- [Zu erledigen]
A - Können Sie den Textauszug von „Vielleicht hätten Sie“ bis einschließlich „gerne Gedanken, hm?“ wiedergeben und dabei aktualisieren, indem Sie „Symptom“ durch „Zeichen“ ersetzen?
B - Wie würden Sie die Kommentardiskussion über Hilflosigkeit und Gewalt gegen Kinder nach dem letzten Satz des Textauszugs fortsetzen?

- [Textauszug]
——

Das sind Erfahrungen, die ich Gott sei Dank noch nie machen musste. Es ist eher so, dass ich mich mit Vorliebhabern oder sogar Ehemännern eher ganz gut verstanden habe.
(Was wiederum manche Frauen überhaupt nicht glauben wollen)
katiza - 14. Jan, 12:20

Es sind sehr oft schon in der Kindheit gelernte Muster, die manche Menschen Prügel mit Liebe verwechseln lassen. Und es hängt wohl auch mit einem Fehlen an Kinderbetreuungsstätten zusammen, dass der neue Partner sich um das Kind "kümmert", während sie arbeiten geht. Schrecklich sind solche Geschichten allemal und kamen schon immer vor, Frauen könnene ganuso gewalttätig werden, da haben Sie recht Herr Steppenhund, werden es aber trotzdem statistisch seltener - von der Großmutter, die das Enkelkind erschlägt, hört man ganz selten, das Männchen, das die Kinder seines Vorgängers quält und tötet, kommt ein bis zwei mal im Jahr vor und auch die andere schreckliche Form der Gewalt, die sexuelle (ich gehöre zu denen, die meinen einem Missbrauch könnte ein Gebrauch gegenüber stehen, daher versuche ich das Wort icht zu verwenden) wird häufiger von Männern (z.B. dem Onkel, Vater, Großvater) ausgeübt.

Vielleicht hätten Sie ja nach dem ersten Drücken lächelnd fragen können, ob Sie helfen dürfen? Denn dieser Gewaltausbruch war - wie es solche Ausbrüche oft sind - wohl einfach ein Symptom der Hilflosigkeit...Sie lesen gerne Gedanken, hm?

steppenhund - 14. Jan, 12:31

Da kam ich zu spät dazu. Da war die Hilflosigkeit schon umgeschlagen. Etwas früher wäre ein Helfen noch möglich gewesen.
Jossele - 15. Jan, 11:56

Kinder haben zu funktionieren!

Ich habe ja da familienmäßig ein bisserl Einblick in Kinder- und Jugendpsychiatrie. Da war vor etwa zwei Jahren ein Fall, wo ein Adoptivvater sein Adoptivkind nach sechs Monaten wieder zurückgeben wollte weil es nicht ins Schema gepaßt hat (obwohl Richter, er ist damit nicht durchgekommen).
Und mit der Hilflosigkeit leiblicher, bzw. Stief- Eltern könnte man sowieso Bände füllen.
Problemlösungsverhalten hat als letzte Instanz meist Agression (und der Spielarten gibt es viele).

Die Fahrkartenautomaten der ÖBB sind eine Herausforderung. Auf den Rekord von 17 Sekunden Reaktionszeit bin ich noch nie gekommen (eher mehr), allerdings habe ich dabei kaum je den Drang verspürt, den Aparat zu treten (am Ende dauert´s dann noch länger).

——

- [Bereitgestellte Daten]
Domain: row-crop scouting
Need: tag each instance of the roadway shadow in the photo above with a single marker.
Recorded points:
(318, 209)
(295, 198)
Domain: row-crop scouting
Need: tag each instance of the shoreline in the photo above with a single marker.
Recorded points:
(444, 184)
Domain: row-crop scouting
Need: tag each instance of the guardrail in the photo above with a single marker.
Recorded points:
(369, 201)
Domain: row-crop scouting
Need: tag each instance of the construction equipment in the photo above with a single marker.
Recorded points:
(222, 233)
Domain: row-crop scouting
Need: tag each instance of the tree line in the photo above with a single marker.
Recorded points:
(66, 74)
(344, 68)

——

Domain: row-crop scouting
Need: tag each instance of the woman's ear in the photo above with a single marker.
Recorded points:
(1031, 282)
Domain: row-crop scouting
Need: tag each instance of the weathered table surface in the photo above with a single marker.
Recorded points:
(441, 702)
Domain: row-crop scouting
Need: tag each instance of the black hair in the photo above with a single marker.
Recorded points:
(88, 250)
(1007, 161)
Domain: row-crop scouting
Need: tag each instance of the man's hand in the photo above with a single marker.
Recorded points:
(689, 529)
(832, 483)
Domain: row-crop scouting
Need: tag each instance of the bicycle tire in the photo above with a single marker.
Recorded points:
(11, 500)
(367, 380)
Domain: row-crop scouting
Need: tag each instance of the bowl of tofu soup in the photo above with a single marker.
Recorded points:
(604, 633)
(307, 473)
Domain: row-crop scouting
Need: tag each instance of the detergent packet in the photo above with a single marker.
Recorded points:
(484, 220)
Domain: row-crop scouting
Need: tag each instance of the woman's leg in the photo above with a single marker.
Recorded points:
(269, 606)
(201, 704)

——

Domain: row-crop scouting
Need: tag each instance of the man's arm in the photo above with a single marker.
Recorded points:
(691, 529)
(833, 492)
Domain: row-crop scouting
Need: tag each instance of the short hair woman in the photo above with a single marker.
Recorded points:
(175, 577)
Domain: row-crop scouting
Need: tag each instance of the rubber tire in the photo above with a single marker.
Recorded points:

——

- [Die Lösungen]
A -
Vielleicht hätten Sie ja nach dem ersten Drücken lächelnd fragen können, ob Sie helfen dürfen? Denn dieser Gewaltausbruch war - wie es solche Ausbrüche oft sind - wohl einfach ein Zeichen der Hilflosigkeit...Sie lesen gerne Gedanken, hm?

B -
Vermutlich sind sehr viele Menschen dahingehend verwöhnt, dass alles und sofort problemlos verfügbar zu sein hat. Problemlösungsverhalten, siehe oben.

bonanzaMARGOT - 15. Jan, 15:52

ich finde das verhalten der frau sympathisch. schliesslich tut sie dem automaten nicht weh, und es ist nunmal ein fakt, dass man sich vor so einem ding wie ein idiot vorkommt. auf den beamten am fahrkartenschalter hätte sie sicher nicht eingeschlagen, obwohl auch dort aggressionsgeladene situationen durch lange wartezeit etc. vorkommen können.
die mutter, die ihr kind vernachlässigte oder gar totschlug, war höchst wahrscheinlich auch in einer stress-situation. menschen werden, je nach psychischer stabilität, immer wieder mal ausflippen und ihre wut sogar an mitmenschen, an ihren kindern oder am ehepartner auslassen.
jeder fall hat seine eigene tragische geschichte.

diefrogg - 15. Jan, 17:47

Ich neige ja eher dazu,...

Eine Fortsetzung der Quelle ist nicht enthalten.